Referring expression data
++++

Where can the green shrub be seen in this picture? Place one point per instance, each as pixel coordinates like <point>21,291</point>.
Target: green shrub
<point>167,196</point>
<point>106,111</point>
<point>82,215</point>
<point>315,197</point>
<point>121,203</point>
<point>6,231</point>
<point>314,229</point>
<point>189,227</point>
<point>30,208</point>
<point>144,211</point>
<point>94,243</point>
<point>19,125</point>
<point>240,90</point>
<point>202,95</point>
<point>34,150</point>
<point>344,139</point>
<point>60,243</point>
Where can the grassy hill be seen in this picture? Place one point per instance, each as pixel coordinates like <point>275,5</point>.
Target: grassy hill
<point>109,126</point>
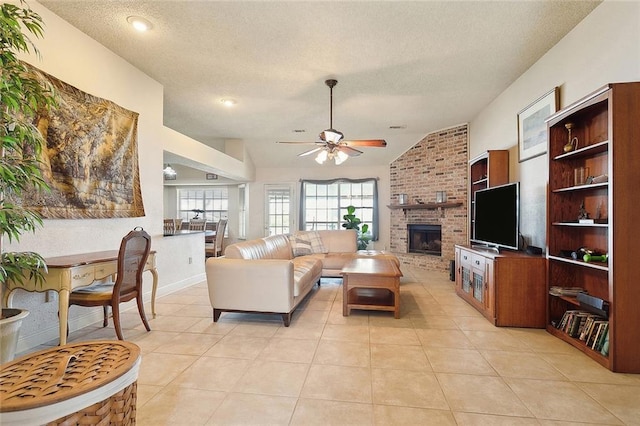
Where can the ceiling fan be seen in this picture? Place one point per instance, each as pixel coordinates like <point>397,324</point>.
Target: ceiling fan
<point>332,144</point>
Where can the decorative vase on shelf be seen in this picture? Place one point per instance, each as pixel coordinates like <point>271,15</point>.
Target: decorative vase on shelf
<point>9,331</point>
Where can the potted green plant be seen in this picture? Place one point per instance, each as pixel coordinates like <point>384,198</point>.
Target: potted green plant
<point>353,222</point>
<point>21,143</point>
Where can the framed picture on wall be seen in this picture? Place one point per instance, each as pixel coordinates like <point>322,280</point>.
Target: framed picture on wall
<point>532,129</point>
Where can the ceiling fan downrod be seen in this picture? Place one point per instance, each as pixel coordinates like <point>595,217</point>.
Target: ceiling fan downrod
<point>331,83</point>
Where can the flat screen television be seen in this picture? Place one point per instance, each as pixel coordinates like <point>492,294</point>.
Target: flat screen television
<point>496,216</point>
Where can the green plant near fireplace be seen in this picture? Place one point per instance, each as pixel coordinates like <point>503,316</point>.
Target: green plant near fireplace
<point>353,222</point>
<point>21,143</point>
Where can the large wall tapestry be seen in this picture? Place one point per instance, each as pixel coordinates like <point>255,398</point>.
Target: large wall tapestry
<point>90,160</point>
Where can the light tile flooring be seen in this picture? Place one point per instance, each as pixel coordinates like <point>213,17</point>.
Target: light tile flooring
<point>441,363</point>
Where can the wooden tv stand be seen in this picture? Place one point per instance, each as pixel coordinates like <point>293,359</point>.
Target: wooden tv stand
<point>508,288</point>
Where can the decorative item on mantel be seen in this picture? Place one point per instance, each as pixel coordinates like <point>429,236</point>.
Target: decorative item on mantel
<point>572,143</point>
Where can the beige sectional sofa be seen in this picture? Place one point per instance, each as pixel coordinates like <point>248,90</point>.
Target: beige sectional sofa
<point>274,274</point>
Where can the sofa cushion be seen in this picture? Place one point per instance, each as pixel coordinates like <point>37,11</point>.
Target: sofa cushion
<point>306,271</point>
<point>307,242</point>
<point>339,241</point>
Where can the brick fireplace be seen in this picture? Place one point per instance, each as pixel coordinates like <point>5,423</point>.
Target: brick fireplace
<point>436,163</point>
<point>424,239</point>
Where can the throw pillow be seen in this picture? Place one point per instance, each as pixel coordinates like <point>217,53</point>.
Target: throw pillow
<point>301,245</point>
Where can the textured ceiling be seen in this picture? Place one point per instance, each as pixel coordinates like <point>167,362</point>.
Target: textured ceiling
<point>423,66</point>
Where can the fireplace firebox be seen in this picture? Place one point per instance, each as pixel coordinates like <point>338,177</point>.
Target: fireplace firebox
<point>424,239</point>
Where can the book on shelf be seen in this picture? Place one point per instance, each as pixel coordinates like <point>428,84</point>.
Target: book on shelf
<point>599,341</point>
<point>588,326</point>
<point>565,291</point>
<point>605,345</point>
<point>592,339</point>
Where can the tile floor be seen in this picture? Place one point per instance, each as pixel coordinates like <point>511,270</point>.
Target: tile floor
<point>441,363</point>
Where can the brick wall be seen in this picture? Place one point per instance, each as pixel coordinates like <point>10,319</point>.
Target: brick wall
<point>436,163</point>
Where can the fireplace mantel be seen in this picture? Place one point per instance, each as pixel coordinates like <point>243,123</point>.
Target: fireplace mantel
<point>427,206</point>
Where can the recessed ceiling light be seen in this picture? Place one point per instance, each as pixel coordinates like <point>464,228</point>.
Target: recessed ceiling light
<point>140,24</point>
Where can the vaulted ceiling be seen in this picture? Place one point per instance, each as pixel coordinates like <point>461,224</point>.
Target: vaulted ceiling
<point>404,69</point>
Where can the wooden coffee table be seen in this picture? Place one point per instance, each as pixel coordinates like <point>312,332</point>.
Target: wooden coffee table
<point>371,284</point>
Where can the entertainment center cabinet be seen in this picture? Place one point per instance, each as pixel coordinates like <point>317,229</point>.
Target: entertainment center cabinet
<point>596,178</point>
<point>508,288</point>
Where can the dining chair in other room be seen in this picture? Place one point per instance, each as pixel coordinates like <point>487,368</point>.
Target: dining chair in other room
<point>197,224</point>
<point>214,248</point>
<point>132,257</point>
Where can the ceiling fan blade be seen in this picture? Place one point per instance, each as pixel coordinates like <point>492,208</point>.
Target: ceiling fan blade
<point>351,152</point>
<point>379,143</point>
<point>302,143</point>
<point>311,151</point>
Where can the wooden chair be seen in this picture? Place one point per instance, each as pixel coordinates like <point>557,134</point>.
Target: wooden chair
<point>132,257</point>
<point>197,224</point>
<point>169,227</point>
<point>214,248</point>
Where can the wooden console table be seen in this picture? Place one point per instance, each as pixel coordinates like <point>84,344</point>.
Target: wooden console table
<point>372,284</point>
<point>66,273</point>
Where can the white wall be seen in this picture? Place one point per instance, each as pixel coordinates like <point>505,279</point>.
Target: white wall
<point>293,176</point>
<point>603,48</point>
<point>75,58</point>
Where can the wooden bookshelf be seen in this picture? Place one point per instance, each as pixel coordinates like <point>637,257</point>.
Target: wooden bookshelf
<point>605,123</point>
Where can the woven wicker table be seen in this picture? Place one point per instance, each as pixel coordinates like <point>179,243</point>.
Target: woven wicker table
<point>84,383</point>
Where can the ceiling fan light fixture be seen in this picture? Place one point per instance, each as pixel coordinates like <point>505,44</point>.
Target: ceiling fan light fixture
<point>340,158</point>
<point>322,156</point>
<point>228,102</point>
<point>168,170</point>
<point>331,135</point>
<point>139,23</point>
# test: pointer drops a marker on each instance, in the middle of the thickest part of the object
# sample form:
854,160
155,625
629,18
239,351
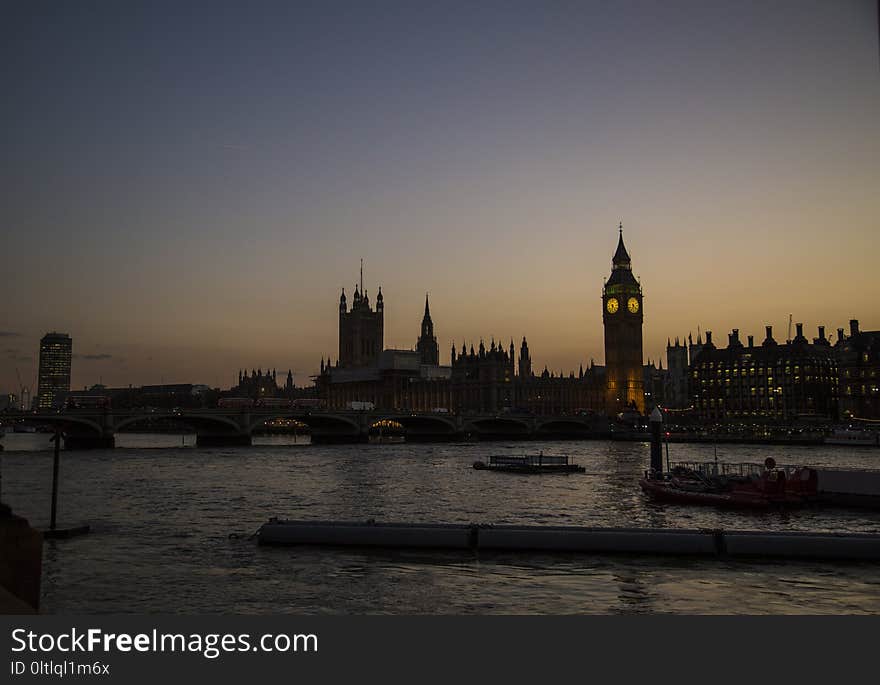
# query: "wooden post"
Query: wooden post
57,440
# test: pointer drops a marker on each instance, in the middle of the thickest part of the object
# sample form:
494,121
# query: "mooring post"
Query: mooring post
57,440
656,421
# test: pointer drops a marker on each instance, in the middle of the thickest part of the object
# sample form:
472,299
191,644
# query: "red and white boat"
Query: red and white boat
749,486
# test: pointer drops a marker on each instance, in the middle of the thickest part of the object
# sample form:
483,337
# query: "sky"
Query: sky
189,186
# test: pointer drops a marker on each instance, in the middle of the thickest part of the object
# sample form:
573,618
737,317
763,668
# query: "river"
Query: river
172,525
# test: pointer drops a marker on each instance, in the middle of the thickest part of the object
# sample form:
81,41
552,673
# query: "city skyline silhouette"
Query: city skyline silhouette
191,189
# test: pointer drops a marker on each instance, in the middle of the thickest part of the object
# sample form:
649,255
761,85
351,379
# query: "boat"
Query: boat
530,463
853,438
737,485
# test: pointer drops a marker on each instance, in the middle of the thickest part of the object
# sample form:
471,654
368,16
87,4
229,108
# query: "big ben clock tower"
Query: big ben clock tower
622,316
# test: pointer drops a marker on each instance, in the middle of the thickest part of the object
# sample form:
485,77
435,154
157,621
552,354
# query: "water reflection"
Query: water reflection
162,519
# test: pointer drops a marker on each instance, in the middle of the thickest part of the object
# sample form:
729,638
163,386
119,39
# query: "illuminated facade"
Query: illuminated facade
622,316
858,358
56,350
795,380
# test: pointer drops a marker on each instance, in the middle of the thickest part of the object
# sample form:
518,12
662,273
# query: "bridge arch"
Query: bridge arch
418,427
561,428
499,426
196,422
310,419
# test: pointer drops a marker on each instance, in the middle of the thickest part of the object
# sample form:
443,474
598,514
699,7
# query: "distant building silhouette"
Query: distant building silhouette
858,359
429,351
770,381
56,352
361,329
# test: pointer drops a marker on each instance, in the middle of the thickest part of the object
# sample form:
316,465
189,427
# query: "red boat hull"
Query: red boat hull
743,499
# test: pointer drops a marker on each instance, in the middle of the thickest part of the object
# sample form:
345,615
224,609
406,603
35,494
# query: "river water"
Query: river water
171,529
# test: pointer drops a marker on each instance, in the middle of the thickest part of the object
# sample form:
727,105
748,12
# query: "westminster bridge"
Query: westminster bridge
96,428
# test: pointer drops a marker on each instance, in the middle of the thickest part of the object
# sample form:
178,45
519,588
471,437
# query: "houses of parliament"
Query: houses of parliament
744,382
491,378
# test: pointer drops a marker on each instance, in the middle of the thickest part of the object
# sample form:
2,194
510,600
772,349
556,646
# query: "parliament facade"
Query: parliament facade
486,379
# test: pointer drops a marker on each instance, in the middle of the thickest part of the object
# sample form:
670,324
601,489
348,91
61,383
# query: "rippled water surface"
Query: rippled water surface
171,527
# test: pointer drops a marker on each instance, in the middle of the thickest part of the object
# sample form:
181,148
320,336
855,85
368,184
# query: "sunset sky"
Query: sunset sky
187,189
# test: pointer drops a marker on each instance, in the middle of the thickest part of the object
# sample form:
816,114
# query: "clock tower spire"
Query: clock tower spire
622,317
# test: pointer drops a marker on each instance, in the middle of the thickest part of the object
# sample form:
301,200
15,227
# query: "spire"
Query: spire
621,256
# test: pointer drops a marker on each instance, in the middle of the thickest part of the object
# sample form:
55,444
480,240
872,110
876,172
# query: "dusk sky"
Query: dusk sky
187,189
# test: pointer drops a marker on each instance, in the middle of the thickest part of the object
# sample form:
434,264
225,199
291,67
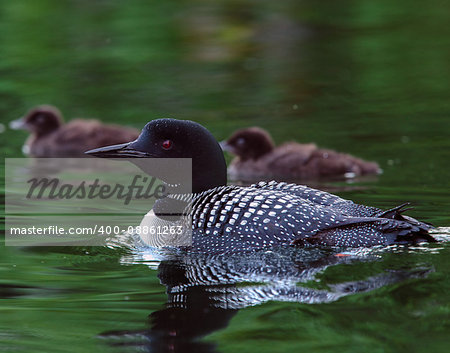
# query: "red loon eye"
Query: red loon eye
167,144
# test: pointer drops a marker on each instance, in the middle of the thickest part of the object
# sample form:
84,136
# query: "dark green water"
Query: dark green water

++++

### Work request
Output the span from the line with "Query: houses of parliament" through the last line of the data, inclusive and exact, and omit every picture.

### Answer to this problem
Query: houses of parliament
744,382
491,378
# test: pointer drops a marker on each instance, in the middle of the thickest part of the object
# sample form:
2,194
510,600
772,349
556,646
# query: "parliament facade"
Query: parliament facade
486,379
# test: pointer drops a marker on each instance, in the middle of the thickest part of the object
# sample form:
670,324
601,489
348,91
61,383
# query: "rippled water surface"
Query: rippled water surface
171,527
# test: pointer drops a marker on each instance, in the middle of the thickest part of the object
# sample form:
181,148
320,336
855,85
368,184
# query: "sunset sky"
Query: sunset sky
187,189
# test: pointer drops a marker on each instance, in the middle of the thickest part of the object
# sample form:
816,114
# query: "clock tower spire"
Query: clock tower spire
622,317
# test: pointer drops a marker on each instance, in the middle of the thickest part of the object
# sample form:
301,200
15,227
# query: "spire"
Query: spire
621,256
# test: pointer drops a marker on each instance, in the middle of the thickest part of the object
# sample form:
55,444
480,240
872,110
876,172
# query: "dusk sky"
Query: dusk sky
187,189
# test: pointer drops a marker on each instance, in the middle of the thickest part of the object
# sample form:
434,264
225,199
291,67
# query: "red loon eye"
Query: red loon eye
167,144
# test: pointer drops a marker on each instance, in the middle of the thickest part of the object
# sample form:
84,136
# query: "dark green water"
Query: dark green water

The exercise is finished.